◆ The problem ◆
Reproduce every one of the rows below character for character.

◆ Records for processing ◆

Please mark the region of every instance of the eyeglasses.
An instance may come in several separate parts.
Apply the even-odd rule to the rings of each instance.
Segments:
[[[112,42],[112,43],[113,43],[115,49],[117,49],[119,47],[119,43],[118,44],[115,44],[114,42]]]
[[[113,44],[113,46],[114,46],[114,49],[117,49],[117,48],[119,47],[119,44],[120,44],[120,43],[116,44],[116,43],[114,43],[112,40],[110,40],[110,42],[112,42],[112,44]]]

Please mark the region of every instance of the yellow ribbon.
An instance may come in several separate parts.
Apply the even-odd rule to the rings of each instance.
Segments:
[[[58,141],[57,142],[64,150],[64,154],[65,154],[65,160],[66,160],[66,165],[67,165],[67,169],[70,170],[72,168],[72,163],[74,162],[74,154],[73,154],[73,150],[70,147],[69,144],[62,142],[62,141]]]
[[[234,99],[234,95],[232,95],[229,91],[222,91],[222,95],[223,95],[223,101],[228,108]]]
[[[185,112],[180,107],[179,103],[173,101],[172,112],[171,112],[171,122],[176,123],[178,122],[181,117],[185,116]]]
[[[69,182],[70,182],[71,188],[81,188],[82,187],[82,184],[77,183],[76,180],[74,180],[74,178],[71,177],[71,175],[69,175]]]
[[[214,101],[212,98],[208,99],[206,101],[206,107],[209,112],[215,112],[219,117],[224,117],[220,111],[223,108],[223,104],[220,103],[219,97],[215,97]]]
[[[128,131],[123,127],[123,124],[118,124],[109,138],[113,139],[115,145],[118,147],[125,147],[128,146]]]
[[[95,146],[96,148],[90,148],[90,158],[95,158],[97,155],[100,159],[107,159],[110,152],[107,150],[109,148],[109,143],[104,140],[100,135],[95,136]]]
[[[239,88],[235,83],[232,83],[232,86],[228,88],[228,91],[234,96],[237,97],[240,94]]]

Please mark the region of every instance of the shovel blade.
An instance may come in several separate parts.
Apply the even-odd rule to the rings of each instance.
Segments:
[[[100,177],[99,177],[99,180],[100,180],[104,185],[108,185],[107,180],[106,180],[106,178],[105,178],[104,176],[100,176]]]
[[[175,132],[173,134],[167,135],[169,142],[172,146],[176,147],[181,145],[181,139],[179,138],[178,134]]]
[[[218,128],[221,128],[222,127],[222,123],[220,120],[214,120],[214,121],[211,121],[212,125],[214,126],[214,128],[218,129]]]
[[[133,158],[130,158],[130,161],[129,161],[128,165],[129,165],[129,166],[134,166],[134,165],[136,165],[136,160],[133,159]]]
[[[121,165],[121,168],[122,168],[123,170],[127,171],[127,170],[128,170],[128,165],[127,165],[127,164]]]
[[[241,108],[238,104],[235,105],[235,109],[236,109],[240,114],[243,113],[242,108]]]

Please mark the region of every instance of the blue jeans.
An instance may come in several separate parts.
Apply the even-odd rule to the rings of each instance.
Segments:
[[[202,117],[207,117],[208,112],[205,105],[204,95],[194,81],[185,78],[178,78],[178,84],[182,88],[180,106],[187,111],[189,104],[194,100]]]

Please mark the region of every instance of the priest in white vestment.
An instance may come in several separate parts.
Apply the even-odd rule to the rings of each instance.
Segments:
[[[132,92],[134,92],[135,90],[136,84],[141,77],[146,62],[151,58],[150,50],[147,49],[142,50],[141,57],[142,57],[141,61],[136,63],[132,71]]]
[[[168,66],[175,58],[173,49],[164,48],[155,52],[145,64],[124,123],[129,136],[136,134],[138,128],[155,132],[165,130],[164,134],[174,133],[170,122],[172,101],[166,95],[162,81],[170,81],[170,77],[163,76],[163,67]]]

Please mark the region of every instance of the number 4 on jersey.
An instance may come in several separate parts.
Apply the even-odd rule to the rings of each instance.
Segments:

◆ Reply ◆
Please mark the region of every instance of the eyeglasses.
An instance may come in several separate parts.
Apply the even-odd rule to the rings of each instance.
Segments:
[[[112,42],[112,43],[113,43],[115,49],[117,49],[119,47],[119,43],[118,44],[115,44],[114,42]]]
[[[113,44],[113,46],[114,46],[114,49],[117,49],[117,48],[119,47],[119,44],[120,44],[120,43],[116,44],[116,43],[114,43],[112,40],[110,40],[110,42],[112,42],[112,44]]]

Please mark the region of every instance of the yellow ribbon.
An instance may come in several separate parts.
Apply the even-odd rule to the rings of each instance.
Segments:
[[[58,141],[57,142],[64,150],[64,154],[65,154],[65,160],[66,160],[66,165],[67,165],[67,169],[70,170],[72,168],[72,163],[74,162],[74,154],[73,154],[73,150],[70,147],[69,144],[62,142],[62,141]]]
[[[234,99],[234,95],[232,95],[229,91],[222,91],[222,95],[223,95],[223,101],[228,108]]]
[[[185,112],[180,107],[179,103],[173,101],[172,112],[171,112],[171,122],[176,123],[178,122],[181,117],[185,116]]]
[[[69,182],[70,182],[71,188],[81,188],[82,187],[82,184],[77,183],[76,180],[74,180],[74,178],[71,177],[71,175],[69,175]]]
[[[214,101],[212,98],[208,99],[206,101],[206,107],[209,112],[215,112],[219,117],[224,117],[220,111],[223,108],[223,104],[220,103],[219,97],[215,97]]]
[[[128,131],[123,127],[123,124],[118,124],[109,138],[113,139],[115,145],[118,147],[125,147],[128,146]]]
[[[95,146],[96,148],[90,148],[90,158],[95,158],[97,155],[100,159],[107,159],[110,152],[107,150],[109,148],[109,143],[104,140],[100,135],[95,136]]]
[[[239,88],[235,83],[232,83],[232,86],[228,88],[228,91],[234,96],[237,97],[240,94]]]

Please mark the region of every instance of the shovel blade.
An instance may come in several separate parts.
Apply the even-odd rule to the rings of each instance.
Segments:
[[[100,177],[99,177],[99,180],[100,180],[104,185],[108,185],[107,180],[106,180],[106,178],[105,178],[104,176],[100,176]]]
[[[175,132],[173,134],[167,135],[169,142],[172,146],[176,147],[181,145],[181,139],[179,138],[178,134]]]
[[[218,128],[221,128],[222,127],[222,123],[220,120],[214,120],[214,121],[211,121],[212,125],[214,126],[214,128],[218,129]]]
[[[133,158],[130,158],[130,161],[129,161],[128,165],[129,165],[129,166],[134,166],[134,165],[136,165],[136,160],[133,159]]]
[[[121,165],[121,168],[122,168],[123,170],[127,171],[127,170],[128,170],[128,165],[127,165],[127,164]]]
[[[241,108],[238,104],[235,105],[235,109],[236,109],[240,114],[243,113],[242,108]]]

Please mark the region of every instance of the blue jeans.
An instance may come in several separate parts.
Apply the even-odd rule to the rings of each instance.
Segments:
[[[202,117],[207,117],[208,112],[205,105],[204,95],[194,81],[185,78],[178,78],[178,84],[182,88],[180,106],[187,111],[189,104],[194,100]]]

Please mark the region of every instance of the priest in white vestment.
An instance may come in several separate parts.
Apply the even-odd rule to the rings of each instance.
Segments:
[[[132,92],[134,92],[135,90],[136,84],[141,77],[146,62],[151,58],[150,50],[147,49],[142,50],[141,57],[142,57],[141,61],[136,63],[132,71]]]
[[[168,66],[175,58],[173,49],[164,48],[155,52],[145,64],[124,123],[129,136],[136,134],[138,128],[155,132],[165,130],[164,134],[174,133],[170,122],[172,101],[166,95],[162,81],[170,81],[170,77],[163,76],[163,67]]]

Please mark the region of every instance of the number 4 on jersey.
An instance may come in several separate parts.
Apply the even-odd rule to the rings of each instance.
Segments:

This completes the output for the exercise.